• [RECORDS PROVIDED]
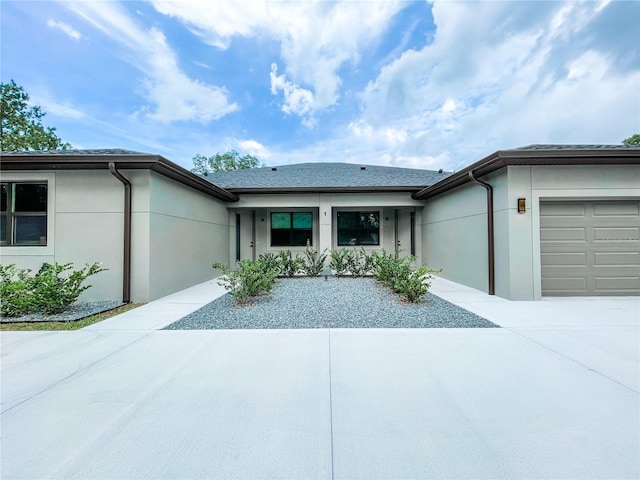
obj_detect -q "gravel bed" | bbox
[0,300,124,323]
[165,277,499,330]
--
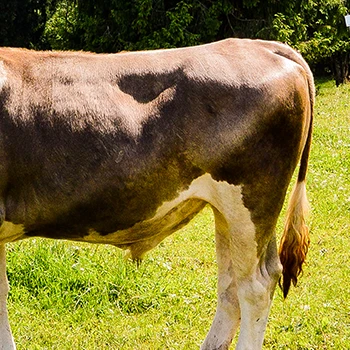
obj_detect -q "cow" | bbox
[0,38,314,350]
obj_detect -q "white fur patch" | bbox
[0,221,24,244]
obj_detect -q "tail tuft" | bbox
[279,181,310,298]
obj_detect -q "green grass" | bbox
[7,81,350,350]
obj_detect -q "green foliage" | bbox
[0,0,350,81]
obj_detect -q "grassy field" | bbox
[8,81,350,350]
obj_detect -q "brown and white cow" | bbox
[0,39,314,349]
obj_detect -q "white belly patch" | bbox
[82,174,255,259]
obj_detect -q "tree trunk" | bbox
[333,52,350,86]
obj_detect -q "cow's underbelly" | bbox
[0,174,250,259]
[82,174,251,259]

• [GIVEN PROBLEM] List each line of the records that contains the string "white", treating uppercase and lowercase as different.

• [RESULT OF THE TASK]
obj_detect -q "white fur patch" | bbox
obj_detect -q "brown and white cow" | bbox
obj_detect -q "white belly patch" | bbox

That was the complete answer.